## Provided passage
• • • • • • •

Interlude Man by Amouage

“It smells a bit like death – like the macabre”. Through all the disorder and the discord, Amouage’s Interlude Man is actually pretty offensive. It’s dark. It’s somewhat cerebral in its creation. It smells a bit like my Grandfather’s shed. Dried oregano, motor fluids, ethanol and old wood – a dankly and cold opening of smoke moves from disorder to precise clockwork order. A burning tree accord, a smouldering bazaar and the clinical aspects of exotic agarwood – But when can you wear this? I still don’t know. Maybe never… But you see, it’s not bad, I actually quite like it.

Interlude Man by Amouage

Photo by Amouage


A bomb of the most officious notes in fragrance. Incense, amber, leathery labdanum, oppoponax, leather, patchouli, oud, sandalwood, oregano, pepper…. We’re in for a stinker!

The theme behind this is to evoke a sense of disorder, whilst somehow maintaining a sense of balance and tranquility through the inventive use of incense and myrrh.

Inventive?! Well – I think I understand the conceptual notions the nose had when creating this – but this is tenacious and very, very loud.

Interlude Man opens with smoke, and more smoke, with a bit more smoke on top of that. The smog of black smoke in the opening contains oregano and pimento berry oil for good measure. This is combined with fresh pepper and bergamot (sound familiar?) that creates a green and medicinal opening with oud in there slowly unfurling. What pulses through is notes of everything else among the smoke; I feel the box art (above) visually explains my idea of ‘flecks’ and brushstrokes of things coming through at different times.

What makes this unique is that it resembles a science experiment of wild and radical scent juxtaposition. Interlude Man certainly opens questionably green and black with the medicinal opening with smoke in the mix – but that smoke only teases you for the drydown.

• • • • • • •

## Records shown
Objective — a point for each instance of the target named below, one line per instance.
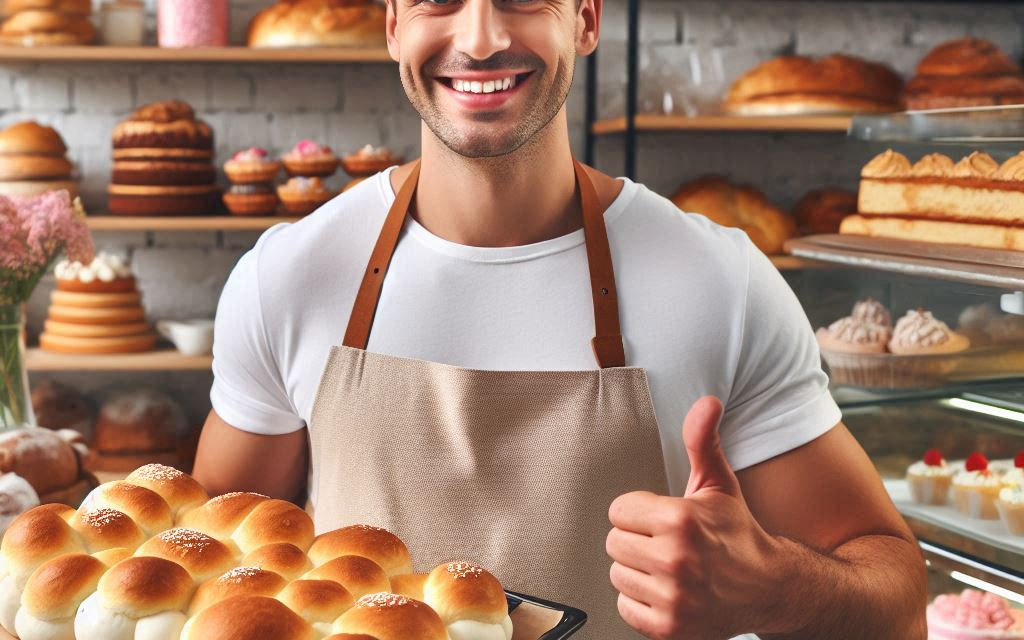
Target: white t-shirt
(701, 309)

• • • • • • •

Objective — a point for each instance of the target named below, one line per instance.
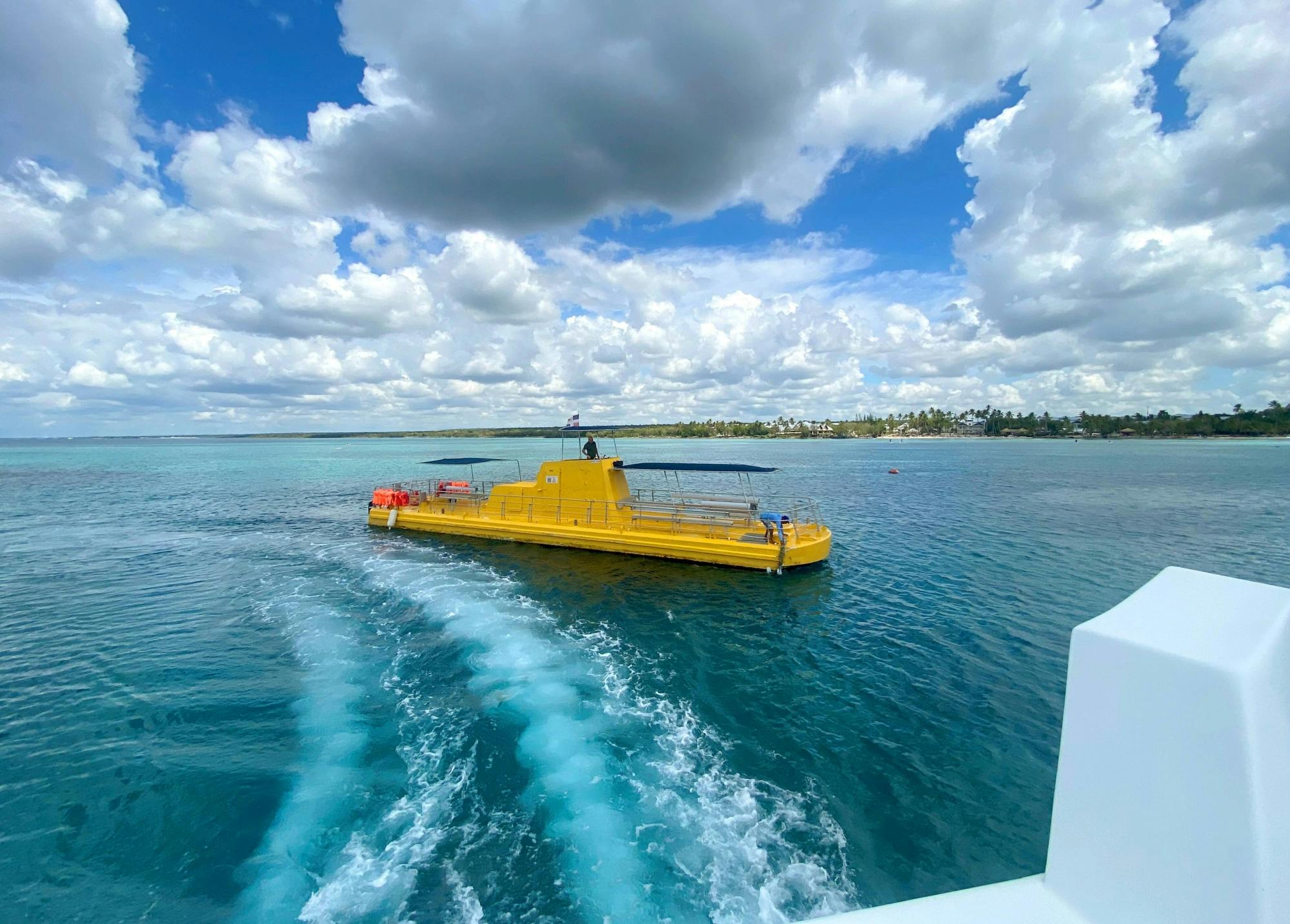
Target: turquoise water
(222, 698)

• • • • • • •

Extend the review of Amouage's Interlude Man past its final sentence, keeping the same voice.

A burning tree accord; a smoldering bazaar in the exotic middle east… The smoke is perpetual (it’s a bit scary). The flecks of scent from each stage from opening to the deep drydown comes through with the smoke – but never preceding the smoke stage; I guess you have to accept it for what it is.

With all the madness and all the chaos – the heavier notes come through that add a level of balance to Interlude Man. The oud is beautifully thick and exotic, with the creamy patchouli and sweet oppoponax/myrrh meddling nicely with the heavier notes of oud, smoke and incense. I can say with surety that this fragrance must be the darkest and heaviest scent I have ever smelt or worn. It’s disturbing… eerie even; very Middle-Eastern if that’s a thing. It has hints of dried fruit and ambergris in there too; this delivers some sweetness in the midst of it all; combine this with the sweet myrrh and we get some of the more liturgical aspects shining through – along with the sweet smell of burning tyre (each to their own).

In a macabre sense, I think of William Peter Blatty’s “The Exorcist” – It’s akin to a relic that should not have been discovered and only leading me to have a religiously-fragrant existential crisis with myself. A fragrance of organised chaos, a bout between the fragrance social norms – this even pushes YSL’s M7 Oud Absolu out the window (Get it? The Exorcist!?) in terms of density, disorder and medicinal qualities. It has an undisputed church quality to it too…But now I’m blabbering.

With all these tenacious notes in the mix, this beast doesn’t not work – because it does and I would wear this – when I would is speculative… but nevertheless it’s great for cold days and only cold days. It’s an incredibly warm balsamic, spicy, incredibly dense and the merest dab will last for the entire day – or in my experience, two days.

Alternatives: M7 Oud Absolu by YSL; Black Afgano by Nasomatto; and a burning forest.

Inventive and incredibly loud. A shocker at first with the eternal agarwood and smoke notes. I’m still befuddled.